## [Input rows]

=-=-=

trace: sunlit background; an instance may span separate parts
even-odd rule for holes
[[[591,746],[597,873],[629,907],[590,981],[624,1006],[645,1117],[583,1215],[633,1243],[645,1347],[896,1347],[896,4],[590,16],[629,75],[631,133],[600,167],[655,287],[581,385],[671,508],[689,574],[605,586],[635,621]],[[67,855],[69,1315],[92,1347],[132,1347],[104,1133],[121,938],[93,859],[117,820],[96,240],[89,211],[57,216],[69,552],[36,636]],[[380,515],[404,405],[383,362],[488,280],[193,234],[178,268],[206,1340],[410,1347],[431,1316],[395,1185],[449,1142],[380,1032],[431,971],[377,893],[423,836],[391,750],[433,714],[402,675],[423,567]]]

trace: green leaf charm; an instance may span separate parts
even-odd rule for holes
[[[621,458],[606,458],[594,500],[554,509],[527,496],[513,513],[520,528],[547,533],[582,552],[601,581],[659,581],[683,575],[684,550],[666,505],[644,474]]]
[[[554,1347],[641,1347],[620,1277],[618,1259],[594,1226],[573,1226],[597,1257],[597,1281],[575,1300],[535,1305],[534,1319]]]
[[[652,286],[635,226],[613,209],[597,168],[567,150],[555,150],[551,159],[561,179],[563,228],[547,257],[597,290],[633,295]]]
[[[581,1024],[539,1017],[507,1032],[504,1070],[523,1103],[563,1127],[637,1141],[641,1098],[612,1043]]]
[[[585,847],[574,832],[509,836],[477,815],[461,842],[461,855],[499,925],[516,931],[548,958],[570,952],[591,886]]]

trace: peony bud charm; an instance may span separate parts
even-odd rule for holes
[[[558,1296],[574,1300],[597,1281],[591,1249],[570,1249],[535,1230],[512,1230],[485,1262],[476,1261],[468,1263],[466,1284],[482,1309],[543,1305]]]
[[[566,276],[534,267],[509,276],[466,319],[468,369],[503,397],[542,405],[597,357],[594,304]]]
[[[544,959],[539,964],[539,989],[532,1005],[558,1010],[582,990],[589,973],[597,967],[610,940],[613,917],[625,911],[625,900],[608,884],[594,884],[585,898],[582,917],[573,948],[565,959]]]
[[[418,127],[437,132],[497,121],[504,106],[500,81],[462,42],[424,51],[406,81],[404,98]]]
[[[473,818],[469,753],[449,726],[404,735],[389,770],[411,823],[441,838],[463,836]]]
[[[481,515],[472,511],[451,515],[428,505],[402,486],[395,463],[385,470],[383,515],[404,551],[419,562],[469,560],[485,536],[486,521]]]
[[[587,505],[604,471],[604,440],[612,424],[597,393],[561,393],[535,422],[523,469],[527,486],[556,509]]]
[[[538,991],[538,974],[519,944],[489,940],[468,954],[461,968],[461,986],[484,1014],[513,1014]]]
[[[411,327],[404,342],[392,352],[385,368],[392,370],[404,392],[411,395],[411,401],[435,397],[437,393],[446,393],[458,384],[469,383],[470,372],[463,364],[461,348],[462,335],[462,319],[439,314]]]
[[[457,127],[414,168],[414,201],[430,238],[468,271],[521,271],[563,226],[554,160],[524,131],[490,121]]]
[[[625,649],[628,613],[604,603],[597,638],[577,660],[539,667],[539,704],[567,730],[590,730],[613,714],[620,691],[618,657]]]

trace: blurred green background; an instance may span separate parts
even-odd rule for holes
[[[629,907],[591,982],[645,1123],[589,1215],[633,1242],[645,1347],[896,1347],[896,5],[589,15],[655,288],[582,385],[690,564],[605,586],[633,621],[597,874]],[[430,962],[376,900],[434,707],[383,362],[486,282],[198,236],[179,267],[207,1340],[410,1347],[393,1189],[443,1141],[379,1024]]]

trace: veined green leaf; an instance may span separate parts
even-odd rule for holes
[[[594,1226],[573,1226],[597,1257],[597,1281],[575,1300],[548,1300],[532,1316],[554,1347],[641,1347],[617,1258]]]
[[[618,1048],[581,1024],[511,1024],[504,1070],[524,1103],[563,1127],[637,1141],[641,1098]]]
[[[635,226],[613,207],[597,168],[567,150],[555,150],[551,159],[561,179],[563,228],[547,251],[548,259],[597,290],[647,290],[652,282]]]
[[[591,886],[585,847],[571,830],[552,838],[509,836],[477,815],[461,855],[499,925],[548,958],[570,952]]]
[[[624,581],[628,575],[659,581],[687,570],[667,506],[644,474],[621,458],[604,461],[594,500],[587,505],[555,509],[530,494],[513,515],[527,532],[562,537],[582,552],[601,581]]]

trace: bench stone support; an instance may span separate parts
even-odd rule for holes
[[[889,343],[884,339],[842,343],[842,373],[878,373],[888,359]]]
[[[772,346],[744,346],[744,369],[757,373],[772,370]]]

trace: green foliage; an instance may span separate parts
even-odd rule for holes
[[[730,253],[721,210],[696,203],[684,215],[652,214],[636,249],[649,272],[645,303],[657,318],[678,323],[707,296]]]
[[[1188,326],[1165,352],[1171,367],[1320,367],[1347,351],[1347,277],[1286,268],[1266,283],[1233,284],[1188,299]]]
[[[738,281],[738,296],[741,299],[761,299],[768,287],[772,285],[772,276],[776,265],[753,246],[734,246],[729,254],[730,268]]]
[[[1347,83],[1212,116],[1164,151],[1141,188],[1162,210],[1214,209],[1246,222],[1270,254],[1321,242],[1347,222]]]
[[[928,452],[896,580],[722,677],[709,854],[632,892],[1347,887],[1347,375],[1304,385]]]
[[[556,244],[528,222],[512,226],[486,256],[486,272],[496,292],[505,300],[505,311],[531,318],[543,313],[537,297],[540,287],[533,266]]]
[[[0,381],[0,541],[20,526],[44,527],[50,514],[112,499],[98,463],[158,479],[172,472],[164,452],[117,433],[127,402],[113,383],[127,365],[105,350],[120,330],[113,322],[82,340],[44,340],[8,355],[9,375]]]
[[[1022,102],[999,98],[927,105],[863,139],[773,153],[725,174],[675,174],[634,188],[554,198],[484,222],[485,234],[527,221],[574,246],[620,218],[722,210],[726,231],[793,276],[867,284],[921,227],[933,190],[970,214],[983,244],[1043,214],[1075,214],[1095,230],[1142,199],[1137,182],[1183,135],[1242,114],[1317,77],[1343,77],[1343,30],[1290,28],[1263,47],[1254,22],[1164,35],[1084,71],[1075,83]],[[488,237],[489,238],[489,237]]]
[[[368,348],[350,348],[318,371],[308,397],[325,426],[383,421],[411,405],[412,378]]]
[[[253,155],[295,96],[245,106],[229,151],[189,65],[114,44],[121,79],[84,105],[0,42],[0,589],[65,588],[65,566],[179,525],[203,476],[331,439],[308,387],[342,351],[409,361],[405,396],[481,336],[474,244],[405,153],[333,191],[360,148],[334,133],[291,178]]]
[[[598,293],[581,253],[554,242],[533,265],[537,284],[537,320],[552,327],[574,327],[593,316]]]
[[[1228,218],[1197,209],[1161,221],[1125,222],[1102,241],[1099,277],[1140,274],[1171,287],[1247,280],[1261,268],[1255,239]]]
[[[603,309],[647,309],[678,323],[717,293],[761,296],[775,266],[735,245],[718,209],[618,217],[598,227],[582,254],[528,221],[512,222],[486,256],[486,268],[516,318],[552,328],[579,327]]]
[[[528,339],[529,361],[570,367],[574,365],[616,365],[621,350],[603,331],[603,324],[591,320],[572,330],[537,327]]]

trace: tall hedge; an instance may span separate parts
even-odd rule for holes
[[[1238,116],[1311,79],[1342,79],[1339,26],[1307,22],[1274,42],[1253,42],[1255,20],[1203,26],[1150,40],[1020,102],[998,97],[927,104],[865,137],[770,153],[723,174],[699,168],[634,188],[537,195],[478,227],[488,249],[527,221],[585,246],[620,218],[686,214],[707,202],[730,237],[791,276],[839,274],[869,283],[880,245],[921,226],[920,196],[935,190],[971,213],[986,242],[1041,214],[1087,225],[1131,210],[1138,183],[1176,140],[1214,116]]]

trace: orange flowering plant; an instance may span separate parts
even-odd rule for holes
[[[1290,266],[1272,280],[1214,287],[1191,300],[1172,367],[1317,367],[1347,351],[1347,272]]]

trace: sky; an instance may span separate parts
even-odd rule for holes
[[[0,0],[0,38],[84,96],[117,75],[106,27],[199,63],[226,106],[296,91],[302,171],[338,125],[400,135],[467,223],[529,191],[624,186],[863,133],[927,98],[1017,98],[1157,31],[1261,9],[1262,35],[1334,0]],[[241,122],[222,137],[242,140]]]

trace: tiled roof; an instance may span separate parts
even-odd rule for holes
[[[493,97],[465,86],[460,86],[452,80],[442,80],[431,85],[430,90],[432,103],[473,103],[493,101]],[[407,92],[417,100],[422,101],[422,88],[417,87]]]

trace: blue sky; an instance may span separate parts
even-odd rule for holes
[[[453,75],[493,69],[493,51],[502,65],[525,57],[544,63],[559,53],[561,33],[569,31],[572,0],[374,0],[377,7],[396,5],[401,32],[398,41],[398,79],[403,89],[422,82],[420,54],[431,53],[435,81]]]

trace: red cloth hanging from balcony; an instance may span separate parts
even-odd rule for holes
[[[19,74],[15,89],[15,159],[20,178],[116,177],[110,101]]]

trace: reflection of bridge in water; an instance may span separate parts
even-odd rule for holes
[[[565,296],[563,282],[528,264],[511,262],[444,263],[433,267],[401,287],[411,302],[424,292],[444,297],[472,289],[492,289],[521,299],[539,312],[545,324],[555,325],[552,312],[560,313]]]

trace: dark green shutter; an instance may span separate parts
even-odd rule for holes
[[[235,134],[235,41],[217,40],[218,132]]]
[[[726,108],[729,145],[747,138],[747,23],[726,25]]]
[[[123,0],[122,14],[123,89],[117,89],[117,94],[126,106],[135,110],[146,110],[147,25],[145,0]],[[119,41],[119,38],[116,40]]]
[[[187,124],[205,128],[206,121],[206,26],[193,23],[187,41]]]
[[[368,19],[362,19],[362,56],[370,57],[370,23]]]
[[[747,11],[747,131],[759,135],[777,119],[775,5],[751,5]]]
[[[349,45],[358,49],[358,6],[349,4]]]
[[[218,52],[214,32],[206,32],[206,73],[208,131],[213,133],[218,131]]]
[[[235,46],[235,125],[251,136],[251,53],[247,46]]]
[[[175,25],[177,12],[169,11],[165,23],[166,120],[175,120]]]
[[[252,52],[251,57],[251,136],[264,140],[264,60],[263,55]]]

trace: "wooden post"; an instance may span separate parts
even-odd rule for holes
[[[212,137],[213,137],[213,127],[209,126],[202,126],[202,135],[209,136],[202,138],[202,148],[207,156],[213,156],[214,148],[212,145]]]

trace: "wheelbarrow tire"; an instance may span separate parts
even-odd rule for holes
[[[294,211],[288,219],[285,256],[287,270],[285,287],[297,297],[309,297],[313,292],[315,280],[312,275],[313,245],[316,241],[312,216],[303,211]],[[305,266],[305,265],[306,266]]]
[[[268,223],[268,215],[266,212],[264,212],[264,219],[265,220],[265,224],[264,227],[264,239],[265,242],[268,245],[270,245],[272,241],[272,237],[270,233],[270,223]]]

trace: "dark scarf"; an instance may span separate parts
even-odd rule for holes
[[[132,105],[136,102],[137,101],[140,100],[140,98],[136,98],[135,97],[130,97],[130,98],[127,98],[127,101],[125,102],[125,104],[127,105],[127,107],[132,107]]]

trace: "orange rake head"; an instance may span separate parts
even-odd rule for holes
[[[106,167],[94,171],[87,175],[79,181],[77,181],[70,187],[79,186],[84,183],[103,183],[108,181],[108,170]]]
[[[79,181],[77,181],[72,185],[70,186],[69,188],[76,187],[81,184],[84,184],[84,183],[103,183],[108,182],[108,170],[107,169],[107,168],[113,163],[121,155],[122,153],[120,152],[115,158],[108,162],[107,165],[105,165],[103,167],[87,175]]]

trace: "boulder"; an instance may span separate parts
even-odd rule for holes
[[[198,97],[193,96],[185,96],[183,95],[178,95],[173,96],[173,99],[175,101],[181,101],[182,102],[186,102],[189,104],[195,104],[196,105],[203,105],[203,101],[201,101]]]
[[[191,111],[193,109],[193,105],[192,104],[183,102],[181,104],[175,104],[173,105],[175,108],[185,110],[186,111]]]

=-=-=

## [Your objective]
Give as a JSON list of strings, one per line, the lines of the listing between the line holding "trace: veined green" and the line holding "[[[772,346],[744,346],[744,369],[757,373],[772,370]]]", inclusive, leaving out blank lines.

## [Task output]
[
  "trace: veined green leaf; an instance may span separate parts",
  "even-odd rule for holes",
  "[[[594,1226],[573,1226],[597,1257],[597,1281],[575,1300],[548,1300],[532,1316],[554,1347],[641,1347],[617,1258]]]",
  "[[[618,1048],[581,1024],[511,1024],[504,1070],[524,1103],[563,1127],[637,1141],[641,1098]]]",
  "[[[635,226],[613,207],[597,168],[567,150],[555,150],[551,159],[561,179],[563,228],[547,251],[548,259],[597,290],[647,290],[652,282]]]",
  "[[[591,886],[585,847],[571,830],[552,838],[509,836],[477,815],[461,855],[499,925],[548,958],[570,952]]]",
  "[[[624,581],[628,575],[659,581],[687,570],[667,506],[644,474],[621,458],[604,461],[594,500],[587,505],[555,509],[530,494],[513,515],[527,532],[562,537],[582,552],[601,581]]]",
  "trace: bench stone support; an instance may span separate parts",
  "even-odd rule for holes",
  "[[[889,343],[884,339],[842,343],[842,373],[878,373],[888,359]]]",
  "[[[772,346],[744,346],[744,369],[757,373],[772,370]]]"
]